Written task:
Rewrite the stretch of the listing from the line containing "Where can the hiker" through the line containing "x=738, y=579", replacing every "puppy's" with "dog's" and leaving everything else unchanged. Give only those lines.

Saved entries:
--
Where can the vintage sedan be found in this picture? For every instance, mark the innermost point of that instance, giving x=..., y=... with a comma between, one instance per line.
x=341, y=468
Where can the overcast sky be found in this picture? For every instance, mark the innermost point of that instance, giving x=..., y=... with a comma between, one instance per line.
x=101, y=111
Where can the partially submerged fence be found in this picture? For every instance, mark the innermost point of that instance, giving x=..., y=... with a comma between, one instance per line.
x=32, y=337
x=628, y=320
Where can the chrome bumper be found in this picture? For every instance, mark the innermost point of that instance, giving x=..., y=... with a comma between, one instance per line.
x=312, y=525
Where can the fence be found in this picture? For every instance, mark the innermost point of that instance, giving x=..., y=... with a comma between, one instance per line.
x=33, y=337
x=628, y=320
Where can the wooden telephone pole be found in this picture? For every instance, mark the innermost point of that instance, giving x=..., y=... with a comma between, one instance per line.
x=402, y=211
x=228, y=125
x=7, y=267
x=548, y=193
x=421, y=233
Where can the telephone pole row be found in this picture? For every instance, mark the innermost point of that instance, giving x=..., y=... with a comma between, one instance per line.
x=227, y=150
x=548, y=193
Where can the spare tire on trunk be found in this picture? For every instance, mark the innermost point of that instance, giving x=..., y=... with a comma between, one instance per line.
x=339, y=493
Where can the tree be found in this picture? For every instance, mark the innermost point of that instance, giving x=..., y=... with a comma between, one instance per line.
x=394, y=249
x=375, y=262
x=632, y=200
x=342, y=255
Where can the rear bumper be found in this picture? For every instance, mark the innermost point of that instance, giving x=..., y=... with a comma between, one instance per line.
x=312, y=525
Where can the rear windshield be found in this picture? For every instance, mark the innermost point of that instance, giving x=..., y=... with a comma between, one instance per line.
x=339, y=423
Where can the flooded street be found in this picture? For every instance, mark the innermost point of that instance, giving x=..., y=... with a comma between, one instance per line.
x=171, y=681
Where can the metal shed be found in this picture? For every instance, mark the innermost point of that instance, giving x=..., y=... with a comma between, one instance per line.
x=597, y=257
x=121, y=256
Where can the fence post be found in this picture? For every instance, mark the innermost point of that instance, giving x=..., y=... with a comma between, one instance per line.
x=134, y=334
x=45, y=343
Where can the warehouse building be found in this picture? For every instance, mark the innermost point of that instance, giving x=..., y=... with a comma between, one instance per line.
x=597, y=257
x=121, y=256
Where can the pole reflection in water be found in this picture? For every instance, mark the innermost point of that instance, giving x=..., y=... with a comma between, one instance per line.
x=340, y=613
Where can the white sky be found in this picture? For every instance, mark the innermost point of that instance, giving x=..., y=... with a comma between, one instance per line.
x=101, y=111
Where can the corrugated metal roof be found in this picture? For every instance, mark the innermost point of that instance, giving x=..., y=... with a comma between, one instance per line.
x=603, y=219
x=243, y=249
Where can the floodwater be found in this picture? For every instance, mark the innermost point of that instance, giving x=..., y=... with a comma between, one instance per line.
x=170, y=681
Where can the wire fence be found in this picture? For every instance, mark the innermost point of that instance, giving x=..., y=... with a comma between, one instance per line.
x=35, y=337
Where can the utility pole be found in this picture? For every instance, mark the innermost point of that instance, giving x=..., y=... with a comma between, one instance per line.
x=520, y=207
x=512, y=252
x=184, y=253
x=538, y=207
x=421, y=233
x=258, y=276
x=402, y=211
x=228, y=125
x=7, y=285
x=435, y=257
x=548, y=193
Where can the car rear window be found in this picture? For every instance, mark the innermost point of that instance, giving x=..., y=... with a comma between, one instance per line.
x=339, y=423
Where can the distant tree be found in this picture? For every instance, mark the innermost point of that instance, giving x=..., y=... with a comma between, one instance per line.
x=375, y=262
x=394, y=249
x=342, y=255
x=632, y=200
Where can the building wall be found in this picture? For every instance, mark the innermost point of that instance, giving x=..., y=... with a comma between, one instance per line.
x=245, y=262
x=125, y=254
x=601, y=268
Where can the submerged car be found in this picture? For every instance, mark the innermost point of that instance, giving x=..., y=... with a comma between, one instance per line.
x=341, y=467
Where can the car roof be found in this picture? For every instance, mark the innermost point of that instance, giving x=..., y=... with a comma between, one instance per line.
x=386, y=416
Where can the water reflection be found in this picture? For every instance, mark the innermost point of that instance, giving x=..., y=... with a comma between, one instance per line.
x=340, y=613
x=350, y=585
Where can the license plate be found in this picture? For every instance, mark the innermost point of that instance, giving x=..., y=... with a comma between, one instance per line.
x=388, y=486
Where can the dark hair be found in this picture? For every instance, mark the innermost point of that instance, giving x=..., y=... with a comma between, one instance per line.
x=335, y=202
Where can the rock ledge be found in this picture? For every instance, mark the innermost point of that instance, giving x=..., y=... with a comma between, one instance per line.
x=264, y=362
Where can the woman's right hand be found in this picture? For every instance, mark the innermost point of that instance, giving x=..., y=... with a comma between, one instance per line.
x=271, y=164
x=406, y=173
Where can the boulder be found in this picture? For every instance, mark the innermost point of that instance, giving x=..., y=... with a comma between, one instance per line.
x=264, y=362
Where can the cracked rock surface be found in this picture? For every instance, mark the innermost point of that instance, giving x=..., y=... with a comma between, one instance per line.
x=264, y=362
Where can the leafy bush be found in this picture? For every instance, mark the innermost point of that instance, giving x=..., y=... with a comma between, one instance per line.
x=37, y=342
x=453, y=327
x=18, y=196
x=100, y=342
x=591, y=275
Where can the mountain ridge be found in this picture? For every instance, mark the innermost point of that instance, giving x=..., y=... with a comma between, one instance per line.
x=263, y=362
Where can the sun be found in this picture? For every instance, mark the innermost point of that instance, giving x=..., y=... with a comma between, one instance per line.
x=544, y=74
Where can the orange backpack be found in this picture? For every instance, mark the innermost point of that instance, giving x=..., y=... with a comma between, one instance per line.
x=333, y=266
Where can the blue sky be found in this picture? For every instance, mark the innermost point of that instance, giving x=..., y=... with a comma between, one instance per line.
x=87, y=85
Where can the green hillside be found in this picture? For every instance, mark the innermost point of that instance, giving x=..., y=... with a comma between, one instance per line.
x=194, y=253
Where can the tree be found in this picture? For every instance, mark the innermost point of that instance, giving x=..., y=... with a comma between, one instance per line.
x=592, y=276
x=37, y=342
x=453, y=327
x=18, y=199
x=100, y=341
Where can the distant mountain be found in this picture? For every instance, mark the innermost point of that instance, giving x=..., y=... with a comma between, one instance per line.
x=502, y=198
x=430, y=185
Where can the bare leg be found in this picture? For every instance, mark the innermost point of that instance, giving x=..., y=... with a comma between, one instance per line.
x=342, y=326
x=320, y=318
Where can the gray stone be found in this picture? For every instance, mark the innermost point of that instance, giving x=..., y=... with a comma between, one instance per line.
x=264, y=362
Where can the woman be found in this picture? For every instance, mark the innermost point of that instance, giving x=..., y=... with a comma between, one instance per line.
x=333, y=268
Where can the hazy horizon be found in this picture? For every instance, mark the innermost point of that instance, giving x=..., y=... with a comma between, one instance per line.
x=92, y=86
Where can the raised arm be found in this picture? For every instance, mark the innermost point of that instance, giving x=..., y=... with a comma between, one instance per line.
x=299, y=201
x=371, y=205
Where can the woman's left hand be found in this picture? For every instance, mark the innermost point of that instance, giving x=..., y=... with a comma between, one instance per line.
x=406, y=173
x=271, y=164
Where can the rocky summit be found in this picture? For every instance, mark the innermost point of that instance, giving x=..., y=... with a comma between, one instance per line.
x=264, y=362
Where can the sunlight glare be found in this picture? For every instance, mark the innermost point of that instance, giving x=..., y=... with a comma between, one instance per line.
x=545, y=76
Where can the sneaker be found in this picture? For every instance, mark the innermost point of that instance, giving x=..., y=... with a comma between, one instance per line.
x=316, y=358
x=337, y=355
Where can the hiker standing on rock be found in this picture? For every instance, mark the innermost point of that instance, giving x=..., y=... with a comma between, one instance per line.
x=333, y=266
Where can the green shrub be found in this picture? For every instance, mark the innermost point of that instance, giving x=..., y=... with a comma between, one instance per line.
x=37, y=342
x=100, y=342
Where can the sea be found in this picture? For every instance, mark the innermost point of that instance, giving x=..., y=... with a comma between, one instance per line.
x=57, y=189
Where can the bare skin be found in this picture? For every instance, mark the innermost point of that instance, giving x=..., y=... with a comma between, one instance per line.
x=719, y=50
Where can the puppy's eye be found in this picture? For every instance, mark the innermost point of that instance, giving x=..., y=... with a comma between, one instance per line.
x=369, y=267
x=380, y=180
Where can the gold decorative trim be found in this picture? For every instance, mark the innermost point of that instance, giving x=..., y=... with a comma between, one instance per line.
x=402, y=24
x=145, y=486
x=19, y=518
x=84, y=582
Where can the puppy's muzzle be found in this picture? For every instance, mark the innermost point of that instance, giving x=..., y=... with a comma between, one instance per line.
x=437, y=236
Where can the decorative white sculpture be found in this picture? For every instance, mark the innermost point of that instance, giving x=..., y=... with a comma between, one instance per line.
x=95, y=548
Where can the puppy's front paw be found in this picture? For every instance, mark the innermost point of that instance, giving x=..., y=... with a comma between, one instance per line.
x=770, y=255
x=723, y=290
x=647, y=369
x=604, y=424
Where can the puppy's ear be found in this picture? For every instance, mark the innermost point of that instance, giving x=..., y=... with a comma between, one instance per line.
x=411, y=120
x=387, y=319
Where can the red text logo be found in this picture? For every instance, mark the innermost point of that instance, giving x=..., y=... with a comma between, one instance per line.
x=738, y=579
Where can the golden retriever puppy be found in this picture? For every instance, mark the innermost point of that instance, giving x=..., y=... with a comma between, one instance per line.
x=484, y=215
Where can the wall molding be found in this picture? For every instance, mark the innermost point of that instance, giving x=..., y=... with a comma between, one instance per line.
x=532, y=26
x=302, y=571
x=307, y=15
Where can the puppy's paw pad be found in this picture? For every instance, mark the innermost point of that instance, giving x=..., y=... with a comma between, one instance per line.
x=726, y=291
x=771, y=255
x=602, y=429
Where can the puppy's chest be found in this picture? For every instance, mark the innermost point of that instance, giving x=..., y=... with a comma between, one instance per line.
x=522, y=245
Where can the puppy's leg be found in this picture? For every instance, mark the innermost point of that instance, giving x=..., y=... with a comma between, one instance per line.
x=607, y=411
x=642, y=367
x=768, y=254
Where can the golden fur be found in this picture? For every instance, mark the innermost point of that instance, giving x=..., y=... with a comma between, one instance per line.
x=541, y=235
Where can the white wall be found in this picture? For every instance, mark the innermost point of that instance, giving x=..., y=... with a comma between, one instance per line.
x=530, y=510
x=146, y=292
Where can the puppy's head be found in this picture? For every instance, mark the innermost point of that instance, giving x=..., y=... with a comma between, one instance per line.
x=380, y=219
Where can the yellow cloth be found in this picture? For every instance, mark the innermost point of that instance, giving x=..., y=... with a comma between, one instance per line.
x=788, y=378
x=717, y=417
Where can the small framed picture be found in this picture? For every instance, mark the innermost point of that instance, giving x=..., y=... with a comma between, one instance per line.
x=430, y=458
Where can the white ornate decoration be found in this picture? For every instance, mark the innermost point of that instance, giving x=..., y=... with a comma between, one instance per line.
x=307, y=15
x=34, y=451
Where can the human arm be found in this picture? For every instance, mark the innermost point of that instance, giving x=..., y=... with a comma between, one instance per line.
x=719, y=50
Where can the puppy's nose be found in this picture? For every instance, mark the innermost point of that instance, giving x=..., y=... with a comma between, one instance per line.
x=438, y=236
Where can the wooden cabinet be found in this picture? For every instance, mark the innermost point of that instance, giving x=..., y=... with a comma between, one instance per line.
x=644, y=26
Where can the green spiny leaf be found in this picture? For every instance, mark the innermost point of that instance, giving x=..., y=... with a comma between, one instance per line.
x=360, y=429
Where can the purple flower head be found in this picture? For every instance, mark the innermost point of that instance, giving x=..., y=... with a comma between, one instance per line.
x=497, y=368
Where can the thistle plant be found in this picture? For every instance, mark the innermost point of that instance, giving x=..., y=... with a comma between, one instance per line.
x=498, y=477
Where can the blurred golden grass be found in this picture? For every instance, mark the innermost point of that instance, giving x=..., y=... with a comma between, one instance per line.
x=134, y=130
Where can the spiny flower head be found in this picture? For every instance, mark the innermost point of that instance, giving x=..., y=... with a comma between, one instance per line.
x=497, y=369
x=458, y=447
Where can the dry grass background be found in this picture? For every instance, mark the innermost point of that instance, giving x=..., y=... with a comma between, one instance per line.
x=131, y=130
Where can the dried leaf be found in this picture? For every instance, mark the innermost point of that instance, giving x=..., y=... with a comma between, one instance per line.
--
Answer:
Where can the hiker standing on rock be found in this picture? For every instance, mark the innermost point of that instance, giving x=..., y=... with a comma between, one instance per line.
x=333, y=266
Where can the green shrub be found in this picture? For every instance, mark the innermost point of that instance, giving x=..., y=... with a comma between, one instance per line.
x=37, y=342
x=100, y=342
Where can the sea be found in this picture? For every instance, mark the innermost point of that instance, giving x=..., y=... with a comma between, one instance per line.
x=57, y=189
Where can the bare skin be found in this picture? For every instance, mark the innermost point of that instance, giving x=..., y=... with a comma between, one instance per line.
x=719, y=50
Where can the dog's eye be found in this picture? For every instance, mark the innermost point of that instance, giving x=..., y=... with a comma between, one instance per line.
x=369, y=267
x=380, y=180
Where can the gold decorative trim be found in this picture? For every instance, mark the innermost point of that instance, giving x=..., y=... with a comma between, one instance per line.
x=402, y=24
x=145, y=486
x=19, y=518
x=84, y=582
Where can the dog's muzzle be found in this picture? For every instance, mark the innermost point of that instance, giving x=..., y=... with a comma between, one instance per line.
x=437, y=236
Where can the decorative white sculpture be found in this picture? For every instance, mark the innermost point of that instance, giving x=..., y=... with a comma between, one instance per line.
x=95, y=548
Where can the dog's front paw be found in this picture? For every instance, mark the innermost point of that instance, giving x=..., y=... with a comma between, one instance per line.
x=770, y=255
x=723, y=290
x=647, y=369
x=604, y=424
Where can the dog's ear be found in this picture? For every instance, mark the innermost point of that instance, giving x=..., y=... with a comma between, one instance per line.
x=411, y=120
x=387, y=319
Where can the red text logo be found in this picture? For every instance, mark the innermost point of that instance, giving x=..., y=... with a comma between, one instance per line.
x=738, y=579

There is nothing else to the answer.